(What you will do)
1 – According to the report on President Obama's State of the Union Address, what did the speech focus on?
2 – Resume the report on President Obama's State of the Union Address from its last sentence.

Enhanced version of President Obama's State of the Union Address

Washington, D.C. - President Barack Obama delivered his third State of the Union Address before a joint session of Congress Tuesday night. The speech focused on what the President has called his economic blueprint for success. Looking for a united effort to meet the challenges that face the United States, President Obama still made it clear that he would not allow political obstruction to get in the way of American success:

"The state of our Union is getting stronger. And we've come too far to turn back now. As long as I'm President, I will work with anyone in this chamber to build on this momentum. But I intend to fight obstruction with action, and I will oppose any effort to return to the very same policies that brought on this economic crisis in the first place."

After covering a variety of foreign and domestic issues from calls for a fairer tax system to ongoing diplomacy concerns in the Middle East, President Obama ended his speech with an eye towards the future and faith in the ability of the American people to conquer obstacles by working together. To drive the point home, President Obama made an analogy to the historic accomplishment of a U.S. SEAL Team taking down Osama bin Laden:

"Those of us who've been sent here to serve can learn a thing or two from the service of our troops. When you put on that uniform, it doesn't matter if you're black or white; Asian, Latino, Native American; conservative, liberal; rich, poor; gay, straight. Whan you're marching into battle, you look out for the person next to you, or the mission fails. When you're in the thick of the fight, you rise or fall as one unit, serving one nation, leaving no one behind.

(Raw data)
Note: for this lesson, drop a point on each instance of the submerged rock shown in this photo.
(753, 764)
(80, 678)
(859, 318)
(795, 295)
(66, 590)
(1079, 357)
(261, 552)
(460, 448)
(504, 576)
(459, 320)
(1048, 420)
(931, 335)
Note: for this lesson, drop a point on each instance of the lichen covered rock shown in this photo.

(Answers to the exercises)
1 – It focused on what the President has called his economic blueprint for success.

2 –
One of my proudest possessions is the flag that the SEAL Team took with them on the mission to get bin Laden. On it are each of their names. Some may be Democrats. Some may be Republicans. But that doesn't matter. Just like it didn't matter that day in the Situation Room, when I sat next to Bob Gates -- a man who was George Bush's defense secretary -- and Hillary Clinton -- a woman who ran against me for president. All that mattered that day was the mission. No one thought about politics. No one thought about themselves."